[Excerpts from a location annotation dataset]
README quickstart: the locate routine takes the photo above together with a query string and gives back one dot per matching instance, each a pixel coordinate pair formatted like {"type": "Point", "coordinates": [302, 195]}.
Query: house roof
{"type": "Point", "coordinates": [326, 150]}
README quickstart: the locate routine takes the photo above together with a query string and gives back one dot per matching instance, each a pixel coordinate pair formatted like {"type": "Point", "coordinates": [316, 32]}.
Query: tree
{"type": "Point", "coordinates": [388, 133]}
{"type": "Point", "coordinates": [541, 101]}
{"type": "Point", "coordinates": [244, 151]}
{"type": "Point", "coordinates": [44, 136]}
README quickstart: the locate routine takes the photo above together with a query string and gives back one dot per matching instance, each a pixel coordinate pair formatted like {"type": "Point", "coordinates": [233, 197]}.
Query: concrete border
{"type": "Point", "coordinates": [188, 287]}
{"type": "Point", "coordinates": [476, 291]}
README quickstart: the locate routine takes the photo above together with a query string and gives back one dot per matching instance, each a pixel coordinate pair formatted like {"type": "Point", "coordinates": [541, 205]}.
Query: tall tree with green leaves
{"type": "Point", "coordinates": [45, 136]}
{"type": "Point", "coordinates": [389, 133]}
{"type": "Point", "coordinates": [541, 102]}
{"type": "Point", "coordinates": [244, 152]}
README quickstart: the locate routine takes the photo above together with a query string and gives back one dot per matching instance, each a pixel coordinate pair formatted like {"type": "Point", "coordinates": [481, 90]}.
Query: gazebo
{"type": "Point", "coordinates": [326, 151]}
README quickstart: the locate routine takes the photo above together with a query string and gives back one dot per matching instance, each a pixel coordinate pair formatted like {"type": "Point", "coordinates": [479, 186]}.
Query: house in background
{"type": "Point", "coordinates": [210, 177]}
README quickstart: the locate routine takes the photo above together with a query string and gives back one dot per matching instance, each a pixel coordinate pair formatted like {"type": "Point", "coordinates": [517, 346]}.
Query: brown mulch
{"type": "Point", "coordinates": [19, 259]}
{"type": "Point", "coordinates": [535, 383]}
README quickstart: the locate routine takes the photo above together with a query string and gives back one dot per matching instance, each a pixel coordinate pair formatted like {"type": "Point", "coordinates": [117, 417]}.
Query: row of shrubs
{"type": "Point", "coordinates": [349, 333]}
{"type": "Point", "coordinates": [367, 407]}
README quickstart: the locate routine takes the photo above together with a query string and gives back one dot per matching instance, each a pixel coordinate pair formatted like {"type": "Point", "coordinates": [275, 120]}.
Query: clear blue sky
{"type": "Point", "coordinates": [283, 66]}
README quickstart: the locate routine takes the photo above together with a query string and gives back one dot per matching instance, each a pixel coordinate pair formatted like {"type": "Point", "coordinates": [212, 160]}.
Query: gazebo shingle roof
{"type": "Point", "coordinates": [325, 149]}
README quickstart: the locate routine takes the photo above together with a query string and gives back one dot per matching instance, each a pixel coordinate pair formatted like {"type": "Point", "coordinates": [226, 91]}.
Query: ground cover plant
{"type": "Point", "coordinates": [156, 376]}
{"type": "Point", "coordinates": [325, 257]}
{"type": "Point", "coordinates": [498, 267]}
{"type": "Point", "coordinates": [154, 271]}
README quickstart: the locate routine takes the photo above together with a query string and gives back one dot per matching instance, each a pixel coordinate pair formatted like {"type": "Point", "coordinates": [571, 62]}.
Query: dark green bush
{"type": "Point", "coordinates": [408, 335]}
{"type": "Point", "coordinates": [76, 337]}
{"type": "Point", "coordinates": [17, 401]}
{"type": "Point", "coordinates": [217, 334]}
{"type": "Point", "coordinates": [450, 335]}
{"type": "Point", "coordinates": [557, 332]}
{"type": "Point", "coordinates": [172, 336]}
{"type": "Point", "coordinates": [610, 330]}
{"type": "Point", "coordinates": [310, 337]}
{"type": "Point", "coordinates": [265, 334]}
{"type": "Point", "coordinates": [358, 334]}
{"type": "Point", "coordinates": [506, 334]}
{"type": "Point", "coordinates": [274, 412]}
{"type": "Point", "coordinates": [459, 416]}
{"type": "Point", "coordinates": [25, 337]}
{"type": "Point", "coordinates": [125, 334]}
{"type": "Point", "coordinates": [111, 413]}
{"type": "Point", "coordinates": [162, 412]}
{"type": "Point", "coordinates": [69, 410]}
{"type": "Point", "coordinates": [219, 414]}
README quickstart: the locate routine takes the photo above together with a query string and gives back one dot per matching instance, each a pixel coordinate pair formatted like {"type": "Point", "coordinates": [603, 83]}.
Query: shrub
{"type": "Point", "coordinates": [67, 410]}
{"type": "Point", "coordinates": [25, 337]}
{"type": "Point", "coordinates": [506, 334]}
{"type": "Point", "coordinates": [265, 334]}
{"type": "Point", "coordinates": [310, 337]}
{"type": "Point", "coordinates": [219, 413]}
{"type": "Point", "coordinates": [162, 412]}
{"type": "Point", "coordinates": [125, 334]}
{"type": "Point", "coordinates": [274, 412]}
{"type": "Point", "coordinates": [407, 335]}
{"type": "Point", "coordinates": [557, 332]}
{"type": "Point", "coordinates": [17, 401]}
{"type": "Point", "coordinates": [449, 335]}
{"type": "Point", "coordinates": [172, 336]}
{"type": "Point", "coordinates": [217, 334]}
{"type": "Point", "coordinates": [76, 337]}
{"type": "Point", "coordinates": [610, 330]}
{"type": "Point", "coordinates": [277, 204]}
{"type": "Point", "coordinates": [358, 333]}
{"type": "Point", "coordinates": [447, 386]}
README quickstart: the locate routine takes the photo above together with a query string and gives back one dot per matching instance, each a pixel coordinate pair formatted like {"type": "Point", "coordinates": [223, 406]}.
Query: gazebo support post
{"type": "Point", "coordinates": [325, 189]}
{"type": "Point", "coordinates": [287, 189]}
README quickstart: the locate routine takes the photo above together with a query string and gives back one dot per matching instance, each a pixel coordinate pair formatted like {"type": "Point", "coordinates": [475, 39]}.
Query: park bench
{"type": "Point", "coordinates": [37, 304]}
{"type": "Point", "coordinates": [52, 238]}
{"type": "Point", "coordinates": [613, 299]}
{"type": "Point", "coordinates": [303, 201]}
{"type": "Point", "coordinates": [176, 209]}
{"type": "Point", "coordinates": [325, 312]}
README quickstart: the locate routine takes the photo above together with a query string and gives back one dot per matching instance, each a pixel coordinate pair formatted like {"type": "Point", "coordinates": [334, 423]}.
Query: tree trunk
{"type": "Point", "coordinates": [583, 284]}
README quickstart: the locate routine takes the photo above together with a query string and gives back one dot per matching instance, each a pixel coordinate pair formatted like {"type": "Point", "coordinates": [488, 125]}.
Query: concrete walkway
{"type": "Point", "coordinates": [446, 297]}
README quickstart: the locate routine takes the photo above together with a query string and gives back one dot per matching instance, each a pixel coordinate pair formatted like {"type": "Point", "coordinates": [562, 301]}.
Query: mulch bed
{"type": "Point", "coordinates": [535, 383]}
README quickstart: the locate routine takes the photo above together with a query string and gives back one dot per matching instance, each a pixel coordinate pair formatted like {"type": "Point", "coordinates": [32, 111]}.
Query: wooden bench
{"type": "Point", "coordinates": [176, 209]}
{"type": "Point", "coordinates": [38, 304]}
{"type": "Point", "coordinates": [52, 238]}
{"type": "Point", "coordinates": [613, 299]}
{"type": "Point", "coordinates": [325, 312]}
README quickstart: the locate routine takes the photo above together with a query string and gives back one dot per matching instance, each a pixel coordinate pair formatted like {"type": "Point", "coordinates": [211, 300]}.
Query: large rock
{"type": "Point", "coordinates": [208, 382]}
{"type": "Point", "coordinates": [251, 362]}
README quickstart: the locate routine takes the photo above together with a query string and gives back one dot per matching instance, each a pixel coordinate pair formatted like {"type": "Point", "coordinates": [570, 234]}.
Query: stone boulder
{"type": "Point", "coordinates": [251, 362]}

## Exercise aim
Which lines of the data above contain the string "bench"? Return each such line in full, treating uppercase and lowercase letters as different.

## Answer to the problem
Query: park bench
Query: wooden bench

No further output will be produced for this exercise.